**What to do**
Retype, word for word, the portion of the passage about Ms Markle that opens with the words containing "Can Ms Markle" and closes with "her life story.".

**Passage to read**
[start]
Can Ms Markle cut the mustard?

A reader of Max Hastings from Paris, called Madame Josephine, showed the ambivalence of so many, including myself, about Ms Meghan Markle, an ambivalence now seemingly drawing to a close.

For almost a year now since I discovered her name, her face and her existence, I couldn’t make up my mind about Sparkle Markle and decide whether I liked her or not. I was trying to be objective and I recognised she had undeniable qualities and there were many positive things in her life story.

But in the end, there are too many red flags and I definitely can’t stand her narcissism, her mannerism and embarrassing constant self-promotion. From her “me, myself and I” website “The Tig” to her cringeworthy instagram pics and quotes, the ” behind the scenes” video of her Vanity Fair photo shoot was the final straw. She’s insufferable, fake and manufactured from head to toe.

Max Hastings is himself ambivalent:

Prince Harry and Ms Markle talk and behave in a fashion in perfect harmony with their selfie generation, the most narcissistic in history.

That is why many of their contemporaries applaud their openness, contempt for stiff-upper-lippery, rejection of what they regard as the suppression of honest and honourable emotions by their elders, boring old windbags like me. Yet the old are not wrong about everything. Some of us will continue to argue that privacy represents a self-defence mechanism which the young discard at their peril.
[end]
**Provided data**
[start]
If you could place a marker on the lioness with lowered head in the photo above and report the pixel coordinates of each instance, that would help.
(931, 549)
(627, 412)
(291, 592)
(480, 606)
[end]
**Solution to the exercise**
Can Ms Markle cut the mustard?

A reader of Max Hastings from Paris, called Madame Josephine, showed the ambivalence of so many, including myself, about Ms Meghan Markle, an ambivalence now seemingly drawing to a close.

For almost a year now since I discovered her name, her face and her existence, I couldn’t make up my mind about Sparkle Markle and decide whether I liked her or not. I was trying to be objective and I recognised she had undeniable qualities and there were many positive things in her life story.